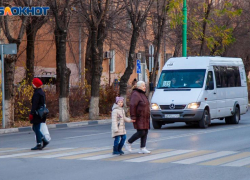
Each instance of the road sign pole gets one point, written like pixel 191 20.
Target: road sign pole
pixel 3 93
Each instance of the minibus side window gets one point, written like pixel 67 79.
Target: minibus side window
pixel 210 81
pixel 217 76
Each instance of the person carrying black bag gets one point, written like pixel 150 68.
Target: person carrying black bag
pixel 38 103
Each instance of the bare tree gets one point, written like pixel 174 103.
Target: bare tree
pixel 208 6
pixel 10 63
pixel 137 11
pixel 160 16
pixel 95 13
pixel 61 13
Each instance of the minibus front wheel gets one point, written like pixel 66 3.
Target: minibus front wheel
pixel 205 120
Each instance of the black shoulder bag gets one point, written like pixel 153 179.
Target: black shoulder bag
pixel 42 112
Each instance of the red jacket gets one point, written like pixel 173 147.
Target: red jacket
pixel 139 109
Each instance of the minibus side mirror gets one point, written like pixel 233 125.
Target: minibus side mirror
pixel 210 86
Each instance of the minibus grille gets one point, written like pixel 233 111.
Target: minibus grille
pixel 167 107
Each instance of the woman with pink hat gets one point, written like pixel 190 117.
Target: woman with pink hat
pixel 118 126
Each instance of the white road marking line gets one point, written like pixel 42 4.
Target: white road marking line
pixel 205 157
pixel 74 137
pixel 158 156
pixel 192 134
pixel 74 153
pixel 104 156
pixel 239 163
pixel 12 150
pixel 33 152
pixel 99 157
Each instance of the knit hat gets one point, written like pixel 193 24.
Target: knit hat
pixel 119 99
pixel 37 82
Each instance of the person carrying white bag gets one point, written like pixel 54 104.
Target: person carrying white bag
pixel 38 115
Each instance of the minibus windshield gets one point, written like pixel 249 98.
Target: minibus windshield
pixel 188 78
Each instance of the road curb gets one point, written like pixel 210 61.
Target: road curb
pixel 56 126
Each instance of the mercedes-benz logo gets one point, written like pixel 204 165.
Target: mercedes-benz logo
pixel 171 106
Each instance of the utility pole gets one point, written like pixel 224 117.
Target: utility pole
pixel 184 29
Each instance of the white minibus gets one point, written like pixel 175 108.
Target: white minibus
pixel 196 90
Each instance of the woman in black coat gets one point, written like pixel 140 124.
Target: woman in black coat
pixel 38 100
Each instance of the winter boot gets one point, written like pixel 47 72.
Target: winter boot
pixel 45 143
pixel 115 150
pixel 120 149
pixel 37 147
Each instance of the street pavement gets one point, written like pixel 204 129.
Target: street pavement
pixel 179 152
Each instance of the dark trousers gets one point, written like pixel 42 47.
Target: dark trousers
pixel 141 133
pixel 118 142
pixel 39 135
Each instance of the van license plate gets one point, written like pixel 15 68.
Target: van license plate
pixel 172 115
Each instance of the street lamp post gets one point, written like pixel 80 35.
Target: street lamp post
pixel 184 29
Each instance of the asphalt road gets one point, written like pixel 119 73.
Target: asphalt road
pixel 179 152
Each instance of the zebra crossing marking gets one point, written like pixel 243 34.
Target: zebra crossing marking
pixel 205 157
pixel 182 156
pixel 31 152
pixel 228 159
pixel 14 150
pixel 75 153
pixel 198 157
pixel 79 156
pixel 5 149
pixel 50 153
pixel 133 155
pixel 239 163
pixel 158 156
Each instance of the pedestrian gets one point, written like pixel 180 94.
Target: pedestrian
pixel 118 125
pixel 140 112
pixel 38 100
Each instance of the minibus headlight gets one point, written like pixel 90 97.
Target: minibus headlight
pixel 193 105
pixel 155 106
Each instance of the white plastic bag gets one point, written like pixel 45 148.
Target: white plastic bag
pixel 44 130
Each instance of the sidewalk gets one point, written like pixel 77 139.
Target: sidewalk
pixel 53 126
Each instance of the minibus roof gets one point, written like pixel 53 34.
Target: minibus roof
pixel 200 62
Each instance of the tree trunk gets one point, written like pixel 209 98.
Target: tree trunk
pixel 97 38
pixel 63 75
pixel 204 27
pixel 9 72
pixel 130 68
pixel 88 63
pixel 30 52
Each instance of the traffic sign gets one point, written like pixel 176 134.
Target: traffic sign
pixel 138 66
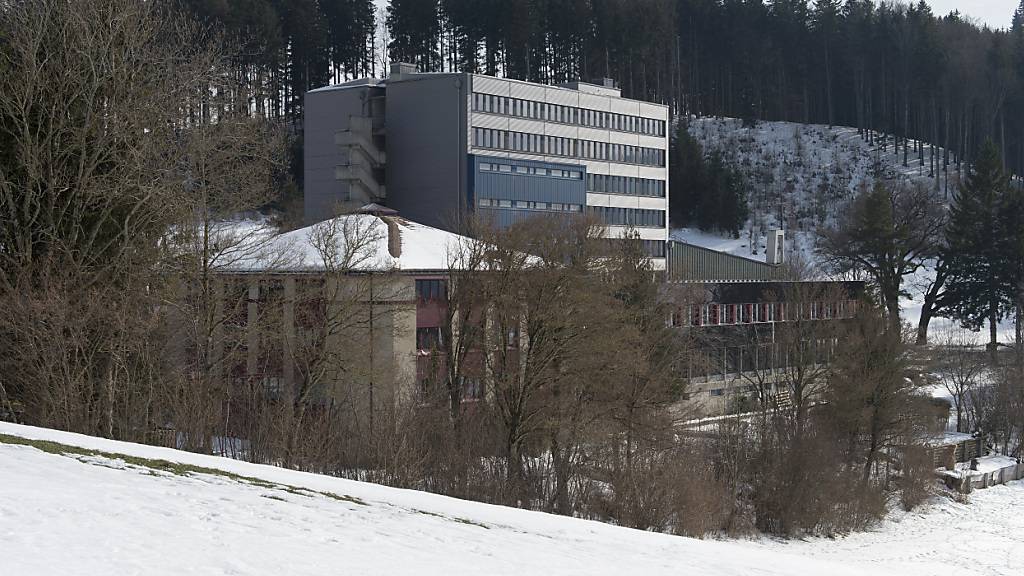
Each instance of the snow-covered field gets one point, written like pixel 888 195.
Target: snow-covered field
pixel 102 513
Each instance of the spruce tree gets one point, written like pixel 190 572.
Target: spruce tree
pixel 687 175
pixel 977 246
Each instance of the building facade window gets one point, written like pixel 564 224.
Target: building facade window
pixel 629 186
pixel 528 205
pixel 569 148
pixel 630 216
pixel 429 290
pixel 534 110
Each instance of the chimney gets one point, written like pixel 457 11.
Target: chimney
pixel 389 217
pixel 399 69
pixel 393 237
pixel 775 252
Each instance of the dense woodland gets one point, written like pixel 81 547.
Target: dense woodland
pixel 890 67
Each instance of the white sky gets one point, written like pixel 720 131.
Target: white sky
pixel 995 13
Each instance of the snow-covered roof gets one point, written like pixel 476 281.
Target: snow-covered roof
pixel 358 243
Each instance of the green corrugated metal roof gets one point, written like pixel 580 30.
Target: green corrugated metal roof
pixel 688 262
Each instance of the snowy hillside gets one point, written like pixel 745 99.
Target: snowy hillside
pixel 70 508
pixel 802 175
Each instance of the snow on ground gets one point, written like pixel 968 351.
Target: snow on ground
pixel 984 536
pixel 101 515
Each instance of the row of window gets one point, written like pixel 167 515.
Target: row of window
pixel 653 248
pixel 428 290
pixel 567 115
pixel 630 216
pixel 569 148
pixel 528 205
pixel 716 315
pixel 530 170
pixel 604 183
pixel 762 358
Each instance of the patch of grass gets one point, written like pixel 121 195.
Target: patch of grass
pixel 471 523
pixel 176 468
pixel 453 519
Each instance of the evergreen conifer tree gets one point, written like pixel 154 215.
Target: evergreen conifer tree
pixel 977 246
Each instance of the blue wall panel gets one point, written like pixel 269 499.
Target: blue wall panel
pixel 520 180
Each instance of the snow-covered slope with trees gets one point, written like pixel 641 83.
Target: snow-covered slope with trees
pixel 800 176
pixel 75 504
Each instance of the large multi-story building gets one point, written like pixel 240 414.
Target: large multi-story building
pixel 437 147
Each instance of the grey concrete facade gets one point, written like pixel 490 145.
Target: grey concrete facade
pixel 547 144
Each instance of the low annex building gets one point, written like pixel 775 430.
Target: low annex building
pixel 341 310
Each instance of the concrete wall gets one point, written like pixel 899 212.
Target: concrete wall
pixel 426 148
pixel 328 111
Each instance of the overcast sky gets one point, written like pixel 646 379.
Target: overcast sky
pixel 995 13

EXERCISE DIRECTIONS:
Within the listing above, give again exactly every line from the line with "Target: van license plate" through the line with "Each instance of the asphalt", both included, and no other line.

RESULT OF THE TASK:
Target: van license plate
pixel 172 115
Each instance of the street lamp post gets one point, written like pixel 80 35.
Target: street lamp post
pixel 184 29
Each instance of the asphalt road gets one point, written like pixel 119 73.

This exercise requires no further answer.